• GIVEN REQUEST A: In the biography of Mysskin, which people, besides Mysskin himself, are explicitly called "director"?
• GIVEN REQUEST B: In the biography of Mysskin, which novel's protagonist inspired the name Mysskin?
• GIVEN REQUEST C: Extend the biography of Mysskin beyond its final sentence.

Indian film director and screenwriter

Shanmugha Raja, known professionally as Mysskin (/ˈmɪʃkɪn/), is an Indian filmmaker, actor and musician. He made his directorial debut in 2006 with Chithiram Pesuthadi. His subsequent films Anjathe (2008), Nandalala (2010) and Onaayum Aattukkuttiyum (2013) and Pisaasu (2014) received critical acclaim. He made his acting debut with Nandalala, where he portrayed a mentally disabled man.

== Early life ==
Shanmugha Raja chose Mysskin as his assumed name, inspired by Prince Myshkin, the protagonist in Fyodor Dostoevsky's novel The Idiot. His schooling was in Tamil. He is an avid book reader.

== Career ==

Mysskin was working in a book store when director Kathir first asked him to join him. He was with him for nearly eight months but did not work in any movie. It was under director Vincent Selva that he did his first movie Youth, followed by Jithan, again under Vincent Selva.

Mysskin made his directorial debut in 2006 with the low-budget film Chithiram Pesuthadi, which went on to become one of the biggest hits of the year. A simple love story, it became a hit owing to the unique style the film was written in. The leads, debutants Narain and Bhavana, went on to become popular faces following the success. He then directed Anjathe (2008) which became one of the biggest blockbusters in Tamil cinema. The film received critical acclaim for all departments of filmmaking. The film was also noted for its narrative style and mise-en-scène, which marked an example of Tamil new wave cinema.

Mysskin went on to direct Nandalala (2010), a film loosely based on Takeshi Kitano's Kikujiro (1999) and being completely different from his first two ventures. The film is about a young boy and a mentally challenged person going in search of their respective mothers. Mysskin himself chose to play the mentally challenged character (marking his major acting debut) after the script was turned down by many established actors. The film went on to become his most critically acclaimed film, with some critics calling it one of the best Tamil films ever made.

His next film, Yuddham Sei (2011), a dark crime thriller was a hit at the box office as well. His visual style and directing prowess were appreciated and talked about by everybody. In 2012, the superhero film Mugamoodi has all the makings of a successful film but ends up disappointing. He then both produced and directed the film Onaayum Aattukkuttiyum (2013). Mysskin, known for his offbeat subjects tries his hand for the first time at a horror thriller genre. Pisaasu (2014) which has the signature style of Mysskin has been produced by director Bala's home banner B Studios. In 2017, Thupparivaalan is inspired by Arthur Conan Doyle's famous detective thriller Sherlock Holmes.

• Saved data entries:
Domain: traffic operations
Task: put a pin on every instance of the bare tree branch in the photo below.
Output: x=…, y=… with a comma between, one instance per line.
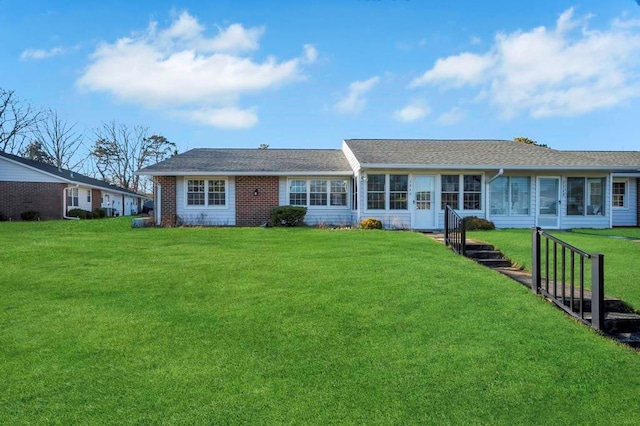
x=17, y=120
x=120, y=150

• EXERCISE ANSWER A: Kathir, Vincent Selva, Bala

• EXERCISE ANSWER B: The Idiot, by Fyodor Dostoevsky.

• EXERCISE ANSWER C:
Mysskin has found success as an actor in films not directed by him. In the film Savarakathi (2018), he played the antagonist opposite director Ram. The film was an average commercial success but was praised by critics. He also had an important cameo appearance in Thiagarajan Kumararaja's Super Deluxe (2019). Later, he has directed the psychological thriller Psycho (2020).

He has also played antagonistic roles in films such as Maaveeran (2023) and Leo (2023). He debuted as music director with Devil (2024).

==Filmmaking style==
Mysskin is inspired by filmmakers such as Akira Kurosawa, Robert Bresson and Takeshi Kitano. He is known for his peculiar combat sequences using elaborate storyboard and real unarmed martial strikes and stances; unconventional shots (like close-ups of feet); diegetic sound, light, silhouette and shadow; stage techniques (like monologue, face-floor, motion-freeze); staccato background score; meticulous scene and set construction; irony-laden dialogues; ellipses; minimalism; deep characterization (with archetypal hairdo, dress, accent, posture, gesture, locale, furniture); limited use of song choreography; and neo-noir renditions where the lead role is not infallible.

Mysskin is known to start film shoot only after a bound script is ready. He rigorously annotates his scripts with cues and camera lens focal lengths for each scene. He says that his films are influenced by the works of Kurosawa.

His assistant directors like G. R. Adithya and Sri Ganesh have also made successful films like Savarakathi and 8 Thottakkal.

== Personal life ==
Mysskin has a daughter. His younger brother Aathityaa directed Devil (2024), for which he composed the music.

== Filmography ==
- All films are in Tamil, unless otherwise noted.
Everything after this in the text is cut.